- Given instruction A: In the entries below, substitute "wooden door" for "white door" in everything from the first line of the entries down to the line containing "[0, 0, 40, 427]". Give back only those lines, with nothing else changed.

- Extract:
* * *

An Easter Reflection
The “International Sunday” service was in full swing. We’d sung in several languages; the Dutch choir had done their thing; over 50 nationalities had been counted. A hush fell over the buzzing auditorium as Pastor Jerry went to the stage to preach, but first, he said, there was something we needed to pray for.
Choking back the tears, Jerry shared with us that the day before, barely 3 minutes’ walk from his home and affecting a number of his charity’s beneficiaries, a huge landslide had occurred at the vast rubbish dump in the Koshe area of Addis Ababa, trapping up to 300 people. Many were dead, but no-one knew how many. What emergency services Addis can muster had swung into action. Digging was underway. The shanty town that had grown up around the dump, filled with some of the neediest and poorest people in the city, had been devastated. Around 500 people scavenge there every day, attempting to eke a living out of other people’s flotsam. Now many had been killed; families had been torn apart; dwellings lost; property buried under thousands of tons of mouldering rubbish.

* * *

- Source material:
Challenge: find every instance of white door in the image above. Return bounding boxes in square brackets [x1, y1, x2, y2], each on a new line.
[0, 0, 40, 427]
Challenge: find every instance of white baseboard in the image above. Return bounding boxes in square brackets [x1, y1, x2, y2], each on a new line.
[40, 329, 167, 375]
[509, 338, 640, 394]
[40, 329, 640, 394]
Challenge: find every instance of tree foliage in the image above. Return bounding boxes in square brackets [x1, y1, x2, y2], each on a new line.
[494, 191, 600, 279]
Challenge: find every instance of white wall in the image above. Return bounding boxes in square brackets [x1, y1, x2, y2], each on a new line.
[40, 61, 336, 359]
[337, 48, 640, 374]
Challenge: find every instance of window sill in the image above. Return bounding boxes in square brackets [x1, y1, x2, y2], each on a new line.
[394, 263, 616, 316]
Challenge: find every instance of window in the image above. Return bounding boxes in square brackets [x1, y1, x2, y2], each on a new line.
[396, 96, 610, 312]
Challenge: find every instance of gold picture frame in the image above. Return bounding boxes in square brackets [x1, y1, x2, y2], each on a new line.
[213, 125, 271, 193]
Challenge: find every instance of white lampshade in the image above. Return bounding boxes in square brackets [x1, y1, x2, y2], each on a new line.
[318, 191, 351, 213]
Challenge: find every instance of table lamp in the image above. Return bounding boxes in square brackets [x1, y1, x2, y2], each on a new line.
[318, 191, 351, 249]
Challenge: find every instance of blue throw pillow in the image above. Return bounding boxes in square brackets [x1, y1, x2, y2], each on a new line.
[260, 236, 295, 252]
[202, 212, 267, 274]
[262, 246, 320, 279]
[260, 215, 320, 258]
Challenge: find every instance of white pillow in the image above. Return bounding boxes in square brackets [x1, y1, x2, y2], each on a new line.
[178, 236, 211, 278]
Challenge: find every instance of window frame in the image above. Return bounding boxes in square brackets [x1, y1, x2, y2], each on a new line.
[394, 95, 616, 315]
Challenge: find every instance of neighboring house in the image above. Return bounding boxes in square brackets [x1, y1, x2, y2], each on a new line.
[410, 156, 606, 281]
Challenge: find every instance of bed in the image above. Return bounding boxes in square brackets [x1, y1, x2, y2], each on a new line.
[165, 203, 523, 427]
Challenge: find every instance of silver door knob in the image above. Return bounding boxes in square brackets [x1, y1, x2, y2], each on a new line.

* * *

- Given instruction B: Please transcribe the Easter reflection above in full, word for word.

- Exercise result A:
Challenge: find every instance of wooden door in the image above. Return bounding boxes in square brackets [x1, y1, x2, y2], each on a new line.
[0, 0, 40, 427]

- Exercise result B:
An Easter Reflection
The “International Sunday” service was in full swing. We’d sung in several languages; the Dutch choir had done their thing; over 50 nationalities had been counted. A hush fell over the buzzing auditorium as Pastor Jerry went to the stage to preach, but first, he said, there was something we needed to pray for.
Choking back the tears, Jerry shared with us that the day before, barely 3 minutes’ walk from his home and affecting a number of his charity’s beneficiaries, a huge landslide had occurred at the vast rubbish dump in the Koshe area of Addis Ababa, trapping up to 300 people. Many were dead, but no-one knew how many. What emergency services Addis can muster had swung into action. Digging was underway. The shanty town that had grown up around the dump, filled with some of the neediest and poorest people in the city, had been devastated. Around 500 people scavenge there every day, attempting to eke a living out of other people’s flotsam. Now many had been killed; families had been torn apart; dwellings lost; property buried under thousands of tons of mouldering rubbish.